> **What to work on**
**a)** Can you copy the forum thread on passing the E2 test from "IMO, passing the" up to and including "(Apr 16, 2016)"?
**b)** How would you translate this sentence from the forum thread on passing the E2 test into Spanish: "I did not get a raise when I passed the masters exam in 1996."?
**c)** In the forum thread on passing the E2 test, which usernames head more than one post?

═════ Text segment ═════

# Just passed my test!!



## Mrgetitdone (Jan 8, 2018)

Just passed my test for my E2. How do I go about negotiating my pay?


----------



## Dennis Alwon (May 9, 2009)

Mrgetitdone said:


> Just passed my test for my E2. How do I go about negotiating my pay?


IMO, passing the test is great but it does not necessarily mean a raise in pay unless that was negotiated before hand. If you having a license does something for the company then I don't see why a raise is warranted. I told my guys that performance get raises. I hope I didn't burst your bubble

BTw, Congrats- it is still a great accomplishment


----------



## MikeFL (Apr 16, 2016)

Congratulations.

While you're at it, please fill out your profile by clicking on your avatar & selecting Account Settings. 
Mandatory field is Electrical Trade. 
Helpful is location so we know if you're using NEC or CEC or ???.

Thanks.


----------



## 99cents (Aug 20, 2012)

MikeFL said:


> Congratulations.
> 
> While you're at it, please fill out your profile by clicking on your avatar & selecting Account Settings.
> Mandatory field is Electrical Trade.
> ...


American flag by his name.


----------



## 99cents (Aug 20, 2012)

Here, labour laws say he gets a raise.


----------



## mofos be cray (Nov 14, 2016)

99cents said:


> Here, labour laws say he gets a raise.


But not in bc. Which is kinda funny considering our left leaning government


----------



## John Valdes (May 17, 2007)

I did not get a raise when I passed the masters exam in 1996. But at least I was able to hold my head up as they paid for the classes.


----------



## five.five-six (Apr 9, 2013)

I passed my test too! All I got was 2 weeks off


----------



## J F Go (Mar 1, 2014)

Congratulations on passing the test.


----------



## 99cents (Aug 20, 2012)

five.five-six said:


> I passed my test too! All I got was 2 weeks off


You okay now?


----------



## Kevin (Feb 14, 2017)

99cents said:


> You okay now?


@five.five-six Like 99 asked, are you okay now?


----------



## Kevin (Feb 14, 2017)

As @MikeFL mentioned, a profile is required here. Here's a link to assist you with this.


----------



## five.five-six (Apr 9, 2013)

99cents said:


> You okay now?


I don’t know if you could say I was even OK before. But I have recovered from the Rona


----------



## 460 Delta (May 9, 2018)

Congrats on passing your test!


----------

═════ Stored rows ═════

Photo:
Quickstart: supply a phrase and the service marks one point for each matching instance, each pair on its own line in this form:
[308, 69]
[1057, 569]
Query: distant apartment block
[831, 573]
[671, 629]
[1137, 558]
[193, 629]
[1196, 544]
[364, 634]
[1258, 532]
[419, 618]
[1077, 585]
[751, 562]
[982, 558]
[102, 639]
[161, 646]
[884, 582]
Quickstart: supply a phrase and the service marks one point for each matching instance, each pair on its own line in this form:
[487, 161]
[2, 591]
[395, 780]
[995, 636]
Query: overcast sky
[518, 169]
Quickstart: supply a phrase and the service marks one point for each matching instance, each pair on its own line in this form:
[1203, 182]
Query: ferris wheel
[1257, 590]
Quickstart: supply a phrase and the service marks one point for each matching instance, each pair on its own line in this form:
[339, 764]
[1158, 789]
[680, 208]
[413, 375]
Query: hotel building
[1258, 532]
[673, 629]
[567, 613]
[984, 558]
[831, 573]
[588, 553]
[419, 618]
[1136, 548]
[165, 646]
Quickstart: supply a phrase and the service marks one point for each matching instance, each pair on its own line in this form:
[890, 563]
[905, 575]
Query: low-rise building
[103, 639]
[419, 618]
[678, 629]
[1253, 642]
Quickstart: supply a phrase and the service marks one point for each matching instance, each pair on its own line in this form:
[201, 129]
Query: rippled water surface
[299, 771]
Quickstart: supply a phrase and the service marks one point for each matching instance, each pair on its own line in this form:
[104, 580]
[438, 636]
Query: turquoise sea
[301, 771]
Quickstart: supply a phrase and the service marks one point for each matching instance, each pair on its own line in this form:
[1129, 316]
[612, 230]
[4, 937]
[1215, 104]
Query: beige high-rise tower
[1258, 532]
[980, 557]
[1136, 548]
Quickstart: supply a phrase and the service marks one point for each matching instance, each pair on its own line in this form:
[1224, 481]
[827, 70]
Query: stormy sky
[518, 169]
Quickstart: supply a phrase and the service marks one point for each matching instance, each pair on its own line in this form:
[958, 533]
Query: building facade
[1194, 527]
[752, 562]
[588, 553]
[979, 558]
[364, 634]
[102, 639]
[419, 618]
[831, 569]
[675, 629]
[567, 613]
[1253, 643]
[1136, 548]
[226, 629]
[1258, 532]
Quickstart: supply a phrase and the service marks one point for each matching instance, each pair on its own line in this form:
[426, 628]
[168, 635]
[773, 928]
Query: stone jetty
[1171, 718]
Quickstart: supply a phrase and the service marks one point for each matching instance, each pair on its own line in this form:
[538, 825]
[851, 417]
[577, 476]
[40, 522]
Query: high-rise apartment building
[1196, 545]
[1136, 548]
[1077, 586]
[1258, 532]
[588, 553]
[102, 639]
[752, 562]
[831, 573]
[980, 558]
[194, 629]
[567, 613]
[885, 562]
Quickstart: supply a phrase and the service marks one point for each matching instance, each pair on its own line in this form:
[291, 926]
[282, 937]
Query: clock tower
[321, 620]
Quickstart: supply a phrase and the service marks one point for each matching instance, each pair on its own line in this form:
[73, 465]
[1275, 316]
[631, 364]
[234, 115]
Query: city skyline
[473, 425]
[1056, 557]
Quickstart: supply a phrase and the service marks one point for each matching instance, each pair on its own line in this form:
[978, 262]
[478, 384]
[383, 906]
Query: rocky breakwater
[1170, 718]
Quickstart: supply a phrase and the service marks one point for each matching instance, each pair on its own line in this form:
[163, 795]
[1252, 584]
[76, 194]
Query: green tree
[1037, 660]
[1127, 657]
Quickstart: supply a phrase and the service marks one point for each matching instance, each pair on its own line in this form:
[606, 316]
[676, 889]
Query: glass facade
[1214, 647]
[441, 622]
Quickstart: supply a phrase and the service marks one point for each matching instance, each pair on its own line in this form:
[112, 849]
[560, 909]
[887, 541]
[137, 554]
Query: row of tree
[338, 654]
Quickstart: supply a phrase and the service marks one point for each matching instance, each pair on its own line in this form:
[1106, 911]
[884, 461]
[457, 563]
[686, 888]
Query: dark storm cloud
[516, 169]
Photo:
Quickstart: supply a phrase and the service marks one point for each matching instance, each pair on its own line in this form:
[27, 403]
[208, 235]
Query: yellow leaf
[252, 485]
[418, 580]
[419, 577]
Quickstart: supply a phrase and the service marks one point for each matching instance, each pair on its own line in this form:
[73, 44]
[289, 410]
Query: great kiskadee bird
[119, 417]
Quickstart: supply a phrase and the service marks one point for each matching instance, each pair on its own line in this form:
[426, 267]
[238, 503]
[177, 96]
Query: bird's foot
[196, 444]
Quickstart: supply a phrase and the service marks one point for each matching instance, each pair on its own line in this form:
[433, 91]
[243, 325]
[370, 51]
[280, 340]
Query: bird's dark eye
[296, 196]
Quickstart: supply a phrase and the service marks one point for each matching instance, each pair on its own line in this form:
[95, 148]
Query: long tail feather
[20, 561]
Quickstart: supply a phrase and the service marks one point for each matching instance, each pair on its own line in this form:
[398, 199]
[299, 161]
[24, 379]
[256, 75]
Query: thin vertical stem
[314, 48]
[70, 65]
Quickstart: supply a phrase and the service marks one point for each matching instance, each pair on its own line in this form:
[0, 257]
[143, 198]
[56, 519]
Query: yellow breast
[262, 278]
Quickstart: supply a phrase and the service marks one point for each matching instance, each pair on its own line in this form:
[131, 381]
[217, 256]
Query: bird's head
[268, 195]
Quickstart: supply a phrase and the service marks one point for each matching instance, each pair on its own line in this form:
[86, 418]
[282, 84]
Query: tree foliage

═════

> **Results in order**
**a)**
IMO, passing the test is great but it does not necessarily mean a raise in pay unless that was negotiated before hand. If you having a license does something for the company then I don't see why a raise is warranted. I told my guys that performance get raises. I hope I didn't burst your bubble

BTw, Congrats- it is still a great accomplishment


----------



## MikeFL (Apr 16, 2016)

**b)** No recibí un aumento cuando aprobé el examen de maestro en 1996.

**c)**
99cents
Kevin
five.five-six